Entries supplied Start Marker

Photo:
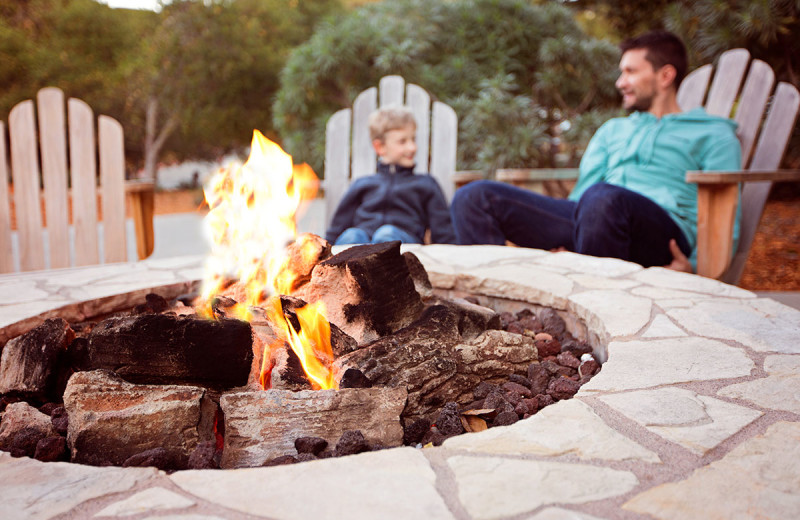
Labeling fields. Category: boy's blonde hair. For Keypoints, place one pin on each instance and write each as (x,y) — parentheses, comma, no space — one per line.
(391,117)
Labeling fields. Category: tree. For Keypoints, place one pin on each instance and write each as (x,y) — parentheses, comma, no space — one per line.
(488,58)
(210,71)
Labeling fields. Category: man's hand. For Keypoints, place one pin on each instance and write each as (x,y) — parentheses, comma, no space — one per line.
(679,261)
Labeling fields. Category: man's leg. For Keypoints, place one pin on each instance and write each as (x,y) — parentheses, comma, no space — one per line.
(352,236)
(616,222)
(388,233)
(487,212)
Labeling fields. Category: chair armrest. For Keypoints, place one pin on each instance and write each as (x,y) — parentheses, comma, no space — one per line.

Entries supplied End Marker
Entries supplied Start Marker

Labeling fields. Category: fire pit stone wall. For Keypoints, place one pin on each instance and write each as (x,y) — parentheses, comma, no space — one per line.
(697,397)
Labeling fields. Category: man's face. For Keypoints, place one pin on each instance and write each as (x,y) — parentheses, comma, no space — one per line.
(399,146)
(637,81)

Entries supplied End Marker
Entries supplied Start Marker

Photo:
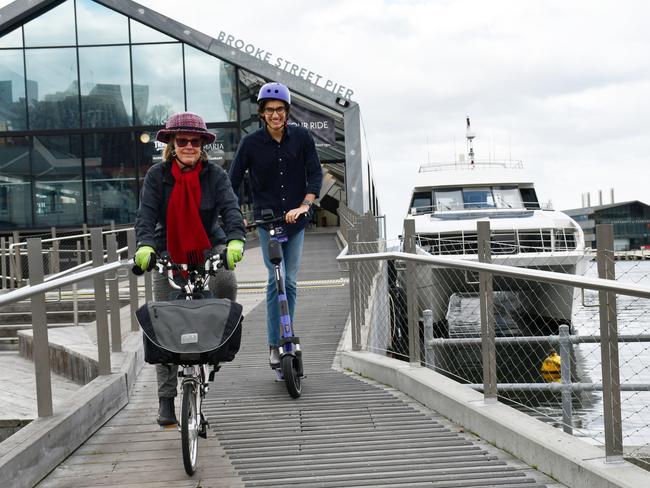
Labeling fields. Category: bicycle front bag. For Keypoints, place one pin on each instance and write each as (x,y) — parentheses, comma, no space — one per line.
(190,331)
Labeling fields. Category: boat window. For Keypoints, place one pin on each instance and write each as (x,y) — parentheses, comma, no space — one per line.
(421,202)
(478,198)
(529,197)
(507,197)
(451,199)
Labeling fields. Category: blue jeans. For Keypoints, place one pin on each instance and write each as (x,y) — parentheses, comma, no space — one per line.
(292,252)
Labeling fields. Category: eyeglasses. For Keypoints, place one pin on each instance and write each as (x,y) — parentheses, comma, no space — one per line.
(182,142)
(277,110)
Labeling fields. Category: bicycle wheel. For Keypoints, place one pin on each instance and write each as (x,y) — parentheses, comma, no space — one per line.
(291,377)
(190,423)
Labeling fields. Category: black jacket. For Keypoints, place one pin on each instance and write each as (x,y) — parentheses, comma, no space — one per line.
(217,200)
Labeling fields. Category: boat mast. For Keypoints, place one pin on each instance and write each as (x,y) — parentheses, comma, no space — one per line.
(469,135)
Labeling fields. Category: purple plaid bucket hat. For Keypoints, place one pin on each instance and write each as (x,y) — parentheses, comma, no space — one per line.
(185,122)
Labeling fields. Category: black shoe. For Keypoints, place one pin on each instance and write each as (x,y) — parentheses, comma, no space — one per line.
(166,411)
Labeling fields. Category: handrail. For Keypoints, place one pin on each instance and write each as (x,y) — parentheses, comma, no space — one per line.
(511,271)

Entries supplied End Marker

**Exercise**. Would you retype exactly the lines above, from the line with "Labeling fields. Category: man's leg." to the line with "Labeling fields. Category: chair", with both end lines kept and nothing more?

**Task solution**.
Labeling fields. Category: man's leg. For Keypoints, place one pin on each instance and write each as (x,y) — parentheses, comma, no space — one per line.
(352,236)
(616,222)
(388,233)
(487,212)
Labeling fields. Category: chair armrest. For Keypoints, place one pin on each instance and write each as (x,y) — parentheses, comma, no space — one per line.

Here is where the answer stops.